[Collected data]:
## BEGIN

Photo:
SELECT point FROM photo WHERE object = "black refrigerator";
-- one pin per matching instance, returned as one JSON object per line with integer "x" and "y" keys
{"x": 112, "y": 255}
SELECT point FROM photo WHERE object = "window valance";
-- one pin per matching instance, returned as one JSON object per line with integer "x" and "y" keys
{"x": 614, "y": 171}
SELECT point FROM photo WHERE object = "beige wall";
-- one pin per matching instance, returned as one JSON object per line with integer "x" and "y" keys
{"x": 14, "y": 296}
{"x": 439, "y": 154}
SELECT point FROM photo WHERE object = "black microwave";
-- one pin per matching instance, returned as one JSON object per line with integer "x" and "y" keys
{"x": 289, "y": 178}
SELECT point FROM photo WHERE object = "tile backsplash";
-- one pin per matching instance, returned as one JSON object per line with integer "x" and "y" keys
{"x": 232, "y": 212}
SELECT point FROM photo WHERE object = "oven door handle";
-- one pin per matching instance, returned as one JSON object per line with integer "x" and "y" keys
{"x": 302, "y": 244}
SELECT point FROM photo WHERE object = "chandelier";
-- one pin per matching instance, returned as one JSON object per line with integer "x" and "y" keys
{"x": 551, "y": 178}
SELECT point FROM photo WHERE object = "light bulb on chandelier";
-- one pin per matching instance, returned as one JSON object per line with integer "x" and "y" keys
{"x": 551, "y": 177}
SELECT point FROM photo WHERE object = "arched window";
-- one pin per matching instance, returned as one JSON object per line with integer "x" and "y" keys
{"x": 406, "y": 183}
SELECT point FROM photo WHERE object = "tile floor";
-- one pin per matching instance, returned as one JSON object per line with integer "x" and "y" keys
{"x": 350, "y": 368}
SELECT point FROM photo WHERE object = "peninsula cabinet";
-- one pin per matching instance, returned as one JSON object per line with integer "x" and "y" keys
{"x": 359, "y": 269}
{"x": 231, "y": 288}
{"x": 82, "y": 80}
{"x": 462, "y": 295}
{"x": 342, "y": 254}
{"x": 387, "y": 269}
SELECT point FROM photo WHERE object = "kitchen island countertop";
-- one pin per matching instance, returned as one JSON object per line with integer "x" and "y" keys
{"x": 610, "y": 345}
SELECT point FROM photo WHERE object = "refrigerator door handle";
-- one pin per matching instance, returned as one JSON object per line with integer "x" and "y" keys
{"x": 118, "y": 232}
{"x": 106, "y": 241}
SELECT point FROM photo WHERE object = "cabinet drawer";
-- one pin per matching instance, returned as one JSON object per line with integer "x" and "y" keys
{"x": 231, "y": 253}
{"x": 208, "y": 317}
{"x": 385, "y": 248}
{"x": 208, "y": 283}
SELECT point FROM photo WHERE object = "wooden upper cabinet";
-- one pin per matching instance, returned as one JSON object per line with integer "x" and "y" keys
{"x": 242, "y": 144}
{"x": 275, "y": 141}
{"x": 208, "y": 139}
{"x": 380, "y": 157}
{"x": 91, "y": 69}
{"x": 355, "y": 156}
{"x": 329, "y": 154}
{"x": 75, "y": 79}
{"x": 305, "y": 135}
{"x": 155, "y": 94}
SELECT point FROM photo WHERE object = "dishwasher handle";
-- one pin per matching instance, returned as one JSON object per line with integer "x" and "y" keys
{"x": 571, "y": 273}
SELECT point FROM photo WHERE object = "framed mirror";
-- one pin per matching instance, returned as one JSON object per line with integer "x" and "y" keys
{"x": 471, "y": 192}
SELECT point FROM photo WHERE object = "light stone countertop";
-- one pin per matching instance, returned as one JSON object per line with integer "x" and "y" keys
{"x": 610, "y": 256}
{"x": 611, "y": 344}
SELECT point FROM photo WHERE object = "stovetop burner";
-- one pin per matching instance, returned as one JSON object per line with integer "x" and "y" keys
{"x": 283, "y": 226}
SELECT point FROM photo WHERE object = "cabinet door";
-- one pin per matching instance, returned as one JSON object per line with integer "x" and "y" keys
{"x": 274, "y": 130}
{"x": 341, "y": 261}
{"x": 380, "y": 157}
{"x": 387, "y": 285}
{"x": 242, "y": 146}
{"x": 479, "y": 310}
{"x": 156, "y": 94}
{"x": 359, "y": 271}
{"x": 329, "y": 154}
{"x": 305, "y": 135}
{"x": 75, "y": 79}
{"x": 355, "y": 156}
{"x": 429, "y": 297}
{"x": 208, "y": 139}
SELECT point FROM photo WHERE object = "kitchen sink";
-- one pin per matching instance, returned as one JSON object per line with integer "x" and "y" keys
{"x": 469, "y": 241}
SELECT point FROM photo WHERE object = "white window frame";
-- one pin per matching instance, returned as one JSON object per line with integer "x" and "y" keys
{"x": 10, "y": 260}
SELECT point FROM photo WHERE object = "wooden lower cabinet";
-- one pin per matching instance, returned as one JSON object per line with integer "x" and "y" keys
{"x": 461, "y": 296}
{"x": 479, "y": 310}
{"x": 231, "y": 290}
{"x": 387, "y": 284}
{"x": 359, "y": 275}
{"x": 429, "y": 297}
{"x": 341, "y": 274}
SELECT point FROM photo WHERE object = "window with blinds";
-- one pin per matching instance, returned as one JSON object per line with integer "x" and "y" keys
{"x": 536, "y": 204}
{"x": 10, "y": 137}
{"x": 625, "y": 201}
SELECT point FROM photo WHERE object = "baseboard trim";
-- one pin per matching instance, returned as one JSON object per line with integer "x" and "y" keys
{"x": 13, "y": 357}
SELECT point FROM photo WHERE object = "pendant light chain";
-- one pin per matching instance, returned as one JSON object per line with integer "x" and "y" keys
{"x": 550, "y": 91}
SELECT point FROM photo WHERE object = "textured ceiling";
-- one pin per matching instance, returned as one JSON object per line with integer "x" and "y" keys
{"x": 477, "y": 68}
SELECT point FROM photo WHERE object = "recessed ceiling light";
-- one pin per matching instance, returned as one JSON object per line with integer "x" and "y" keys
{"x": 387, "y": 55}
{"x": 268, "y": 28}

## END

[GOAL]:
Find each line in the records above that contains the string "countertop" and copy it out. Matches must agree in case.

[RESPONSE BELOW]:
SELECT point FROM photo WHERE object = "kitchen island countertop";
SELECT point FROM photo WHERE object = "light stone countertop";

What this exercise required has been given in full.